[Actions to take]:
- a) Summarize the film commentary in two sentences.
- b) Continue the film commentary from its final sentence.

The catch? None of it's real.
In a moment of existential realization, Barbie becomes self-aware of her surface-level lifestyle. After noticing—in horror—that she now has flat feet and cellulite, Barbie must choose between the high heel or the sandal, the red pill or the blue pill.
It was already obvious from the trailer that Barbie would be a tale about unrealistic beauty standards and the patriarchy (a system that Ryan Gosling's Ken brings back to Barbieland from the real world).
However, Gerwig goes even further and creates a multi-layered metanarrative on the intricacies, pitfalls, and wonders of the modern world through the lens of a touching mother-daughter subplot.
Ultimately, Barbie learns to reclaim her female power—cellulite and all—while reinforcing the idea that it's okay to ugly-cry, it's okay to feel ugly, and it's also okay to feel pretty.
3. Dallas Buyers Club (2013)
Directed by Jean-Marc Vallée
Starring Matthew McConaughey, Jennifer Garner, Jared Leto
Biography, Drama (1h 57m)
"God, when I meet you, I'm gonna be pretty if it's the last thing I do. I'll be a beautiful angel." Those are the heartbreaking words spoken by Rayon in Dallas Buyers Club, which helped secure for Jared Leto an Oscar for Best Supporting Actor.
On reflection, Dallas Buyers Club should have cast a transgender actor to play Rayon, but Leto's career-defining performance can't be denied. He almost steals the show from Matthew McConaughey's version of the real-life smuggler Ron Woodroof! Almost.

[Stored data]:
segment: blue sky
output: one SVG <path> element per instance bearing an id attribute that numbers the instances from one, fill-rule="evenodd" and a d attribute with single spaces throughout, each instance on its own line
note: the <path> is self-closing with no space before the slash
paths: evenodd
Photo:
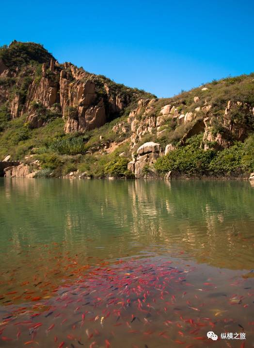
<path id="1" fill-rule="evenodd" d="M 42 43 L 158 97 L 254 71 L 254 0 L 3 1 L 0 45 Z"/>

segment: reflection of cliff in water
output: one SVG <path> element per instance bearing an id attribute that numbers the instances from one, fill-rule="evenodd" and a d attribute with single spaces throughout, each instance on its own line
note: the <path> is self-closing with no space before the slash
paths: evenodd
<path id="1" fill-rule="evenodd" d="M 252 267 L 254 188 L 249 182 L 4 182 L 2 245 L 6 234 L 17 248 L 64 239 L 66 250 L 74 252 L 78 242 L 84 254 L 99 251 L 102 258 L 184 250 L 198 262 Z"/>

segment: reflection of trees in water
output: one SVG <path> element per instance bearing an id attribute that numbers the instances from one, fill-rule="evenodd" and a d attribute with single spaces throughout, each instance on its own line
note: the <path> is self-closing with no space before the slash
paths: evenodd
<path id="1" fill-rule="evenodd" d="M 86 255 L 108 258 L 154 244 L 242 268 L 253 259 L 245 239 L 253 237 L 253 188 L 233 181 L 6 180 L 0 217 L 17 247 L 64 238 L 66 250 L 78 242 Z"/>

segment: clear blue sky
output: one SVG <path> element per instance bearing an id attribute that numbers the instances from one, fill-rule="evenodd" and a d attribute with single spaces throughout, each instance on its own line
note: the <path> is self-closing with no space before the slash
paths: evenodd
<path id="1" fill-rule="evenodd" d="M 15 0 L 1 12 L 0 45 L 40 43 L 159 97 L 254 71 L 254 0 Z"/>

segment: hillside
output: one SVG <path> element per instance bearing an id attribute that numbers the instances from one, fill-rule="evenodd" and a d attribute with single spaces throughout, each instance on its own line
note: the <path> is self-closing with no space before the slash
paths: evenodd
<path id="1" fill-rule="evenodd" d="M 247 177 L 254 132 L 254 73 L 157 99 L 37 44 L 0 49 L 0 158 L 22 162 L 6 176 Z"/>

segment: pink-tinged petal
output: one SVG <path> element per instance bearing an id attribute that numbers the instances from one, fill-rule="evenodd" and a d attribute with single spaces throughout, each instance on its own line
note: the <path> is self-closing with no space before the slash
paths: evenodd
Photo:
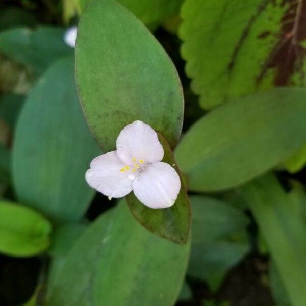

[Responses by task]:
- a) Gerwig's Barbie goes beyond its expected themes of unrealistic beauty standards and the patriarchy, building a multi-layered metanarrative on the modern world through a mother-daughter subplot as Barbie learns to reclaim her female power, cellulite and all. In Dallas Buyers Club, directed by Jean-Marc Vallée, Jared Leto won the Oscar for Best Supporting Actor as Rayon, a role the commentary says should have gone to a transgender actor, in a performance that almost steals the show from Matthew McConaughey's Ron Woodroof.

- b)
Leto leaned into his role of a transwoman diagnosed with HIV, honoring a character who refuses to give into her illness. Rayon yearns for nothing more than a life of feminine beauty, a simple dream in the face of a ravaging illness (coupled with a heroin addiction).
The innocence of this yearning—especially in a society that holds appearances so highly—makes Rayon's time in front of the mirror feel sadly poetic rather than vain.
2. Little Miss Sunshine (2006)
Directed by Jonathan Dayton and Valerie Faris
Starring Steve Carell, Toni Collette, Greg Kinnear
Comedy, Drama (1h 41m)
We're circling back to beauty pageants again in Little Miss Sunshine, but this one's slightly different than the rest. Instead of a hungry, lip-gloss-wearing teen, Olive (played by Abigail Breslin) is a seven-year-old girl who loves ice cream and wears kneepads.
Oblivious to the realities of child beauty pageants and body image issues, Olive is choreographed by her grandfather to perform the song "Super Freak."
Olive is the last remnant of childlike innocence (symbolized by the color yellow) among her loving but dysfunctional family, who agree to drive her to the Little Miss Sunshine pageant in California. So innocent, she'll break your heart when asking, "Grandpa, am I pretty?"
Upon arriving at the hypersexualized pre-teen pageant, Olive refuses to give into beauty norms and shines in her own way. Even her moody, Nietzsche-reading older brother Dwayne cheers her on!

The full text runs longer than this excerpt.